### EXERCISE DIRECTIONS
Retype the listing that follows, word for word.

### PROVIDED MATERIAL

* * * * * * * * *

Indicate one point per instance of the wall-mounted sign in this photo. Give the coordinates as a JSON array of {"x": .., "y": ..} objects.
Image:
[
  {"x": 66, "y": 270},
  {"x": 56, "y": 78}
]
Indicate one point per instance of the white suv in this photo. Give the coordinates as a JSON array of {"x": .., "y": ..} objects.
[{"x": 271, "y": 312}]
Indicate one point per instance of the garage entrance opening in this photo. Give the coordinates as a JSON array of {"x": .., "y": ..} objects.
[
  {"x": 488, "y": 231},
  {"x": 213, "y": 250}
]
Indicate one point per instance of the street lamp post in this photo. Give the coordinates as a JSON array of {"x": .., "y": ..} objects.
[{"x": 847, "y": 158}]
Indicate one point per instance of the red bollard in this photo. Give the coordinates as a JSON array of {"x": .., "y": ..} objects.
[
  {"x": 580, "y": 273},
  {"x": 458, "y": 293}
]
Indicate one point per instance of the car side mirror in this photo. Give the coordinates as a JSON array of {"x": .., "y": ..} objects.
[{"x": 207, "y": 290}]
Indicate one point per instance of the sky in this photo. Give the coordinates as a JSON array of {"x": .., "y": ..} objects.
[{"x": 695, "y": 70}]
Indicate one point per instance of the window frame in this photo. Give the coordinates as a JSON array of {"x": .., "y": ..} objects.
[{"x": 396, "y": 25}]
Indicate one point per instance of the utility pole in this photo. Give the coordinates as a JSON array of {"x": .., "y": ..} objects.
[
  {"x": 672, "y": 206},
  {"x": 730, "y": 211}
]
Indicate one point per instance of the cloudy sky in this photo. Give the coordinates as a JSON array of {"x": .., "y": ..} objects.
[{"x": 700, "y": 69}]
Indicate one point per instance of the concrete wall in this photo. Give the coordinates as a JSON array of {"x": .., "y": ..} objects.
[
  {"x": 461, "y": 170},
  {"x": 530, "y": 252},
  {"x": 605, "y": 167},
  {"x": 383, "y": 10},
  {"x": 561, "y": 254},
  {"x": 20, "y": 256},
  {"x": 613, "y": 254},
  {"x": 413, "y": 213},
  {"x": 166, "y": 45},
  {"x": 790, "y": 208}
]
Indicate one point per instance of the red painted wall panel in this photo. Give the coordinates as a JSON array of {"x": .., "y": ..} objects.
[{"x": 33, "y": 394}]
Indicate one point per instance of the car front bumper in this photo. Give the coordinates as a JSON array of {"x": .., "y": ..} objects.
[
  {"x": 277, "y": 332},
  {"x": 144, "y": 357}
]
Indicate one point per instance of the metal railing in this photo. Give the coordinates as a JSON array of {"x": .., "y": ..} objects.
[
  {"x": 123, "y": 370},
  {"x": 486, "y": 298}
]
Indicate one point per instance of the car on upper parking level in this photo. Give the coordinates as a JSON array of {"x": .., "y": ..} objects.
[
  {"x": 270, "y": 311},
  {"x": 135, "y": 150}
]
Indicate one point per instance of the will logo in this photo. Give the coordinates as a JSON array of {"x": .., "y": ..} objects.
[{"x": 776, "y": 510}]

* * * * * * * * *

### WORKED ANSWER
Indicate one point per instance of the wall-mounted sign in this photo. Give the coordinates as a JSON array of {"x": .., "y": ..} objects.
Image:
[
  {"x": 66, "y": 270},
  {"x": 56, "y": 78}
]
Indicate one point per instance of the white suv in this photo. Give the coordinates as a JSON array of {"x": .., "y": ..} objects.
[{"x": 271, "y": 312}]
Indicate one point per instance of the garage entrance opening in this photo. Give the coordinates as a JSON array of {"x": .., "y": ..} objects.
[
  {"x": 488, "y": 231},
  {"x": 213, "y": 250}
]
Indicate one point per instance of the street lamp post in this photo. Give the coordinates as a JSON array of {"x": .., "y": ..} objects.
[{"x": 847, "y": 158}]
Indicate one point per instance of the red bollard in this photo. Give the coordinates as a JSON array of {"x": .., "y": ..} objects.
[
  {"x": 580, "y": 273},
  {"x": 458, "y": 293}
]
Indicate one point per instance of the car side mirror in this photo. Give the coordinates as a JSON array of {"x": .., "y": ..} objects.
[{"x": 207, "y": 290}]
Indicate one point per instance of the sky in this photo. Give the coordinates as a JSON array of {"x": .., "y": ..} objects.
[{"x": 695, "y": 70}]
Indicate one point per instance of the window frame in this photo. Give the coordinates as a JSON array of {"x": .., "y": ..} objects.
[{"x": 396, "y": 25}]
Indicate one point per instance of the utility pole in this photo. Give the coordinates as a JSON array of {"x": .., "y": ..} objects.
[
  {"x": 672, "y": 206},
  {"x": 730, "y": 211}
]
Indicate one point per instance of the cloudy sky in this photo. Give the coordinates as a JSON array of {"x": .., "y": ..} objects.
[{"x": 700, "y": 69}]
Indicate one point per instance of the concrete wall in this photo. Give the coordinates as a JSON array of {"x": .., "y": ..} objects.
[
  {"x": 461, "y": 170},
  {"x": 530, "y": 252},
  {"x": 605, "y": 167},
  {"x": 383, "y": 10},
  {"x": 561, "y": 254},
  {"x": 20, "y": 256},
  {"x": 613, "y": 254},
  {"x": 413, "y": 213},
  {"x": 166, "y": 45},
  {"x": 790, "y": 208}
]
Indicate one point per instance of the red painted wall panel in this photo. Give the coordinates as a JSON array of {"x": .., "y": ..} objects.
[{"x": 33, "y": 394}]
Indicate one point per instance of the car front bumper in this photo. Give the coordinates as a JSON array of {"x": .., "y": ..} objects.
[
  {"x": 277, "y": 332},
  {"x": 144, "y": 357}
]
Indicate one point per instance of the metal railing in this photo. Give the coordinates as a JSON array of {"x": .., "y": ..} objects.
[
  {"x": 123, "y": 370},
  {"x": 486, "y": 298}
]
Indicate one point per instance of the car on upper parking level in this photo. Give the coordinates as a JSON array of {"x": .., "y": ..} objects.
[
  {"x": 270, "y": 311},
  {"x": 135, "y": 150}
]
Indicate one point per instance of the will logo in this photo. Give the coordinates as a JSON array of {"x": .., "y": ..} objects.
[{"x": 776, "y": 510}]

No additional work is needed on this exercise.